** begin Material provided **

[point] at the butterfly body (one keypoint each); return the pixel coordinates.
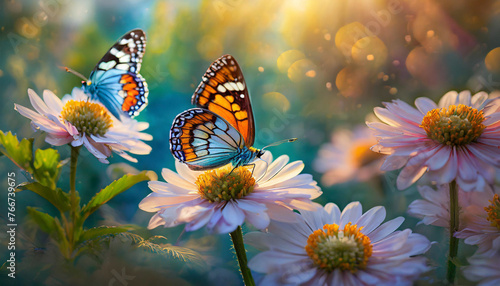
(203, 140)
(115, 81)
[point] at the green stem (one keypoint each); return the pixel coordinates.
(75, 151)
(239, 247)
(454, 223)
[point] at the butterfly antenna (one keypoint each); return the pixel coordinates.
(280, 142)
(74, 72)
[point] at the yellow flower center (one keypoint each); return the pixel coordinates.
(218, 185)
(362, 155)
(493, 211)
(347, 249)
(455, 125)
(87, 117)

** end Material provided **

### What is expected:
Rewrite the records with "butterfly" replaced by "moth" everywhere and nothing else changed. Leave out the pictures.

### The output:
[point] at the moth body (one keypoint each); return the pixel coordinates.
(203, 140)
(115, 81)
[point] at the green stem (one keypoint each); return the pixel coordinates.
(75, 151)
(239, 247)
(454, 223)
[point] at the moth antenna (one keypoint each); return the pixel coordinates.
(280, 142)
(74, 72)
[point] at the yellow flower center (one keypoint each); return the pixel coordinates.
(218, 185)
(362, 155)
(493, 211)
(347, 249)
(455, 125)
(87, 117)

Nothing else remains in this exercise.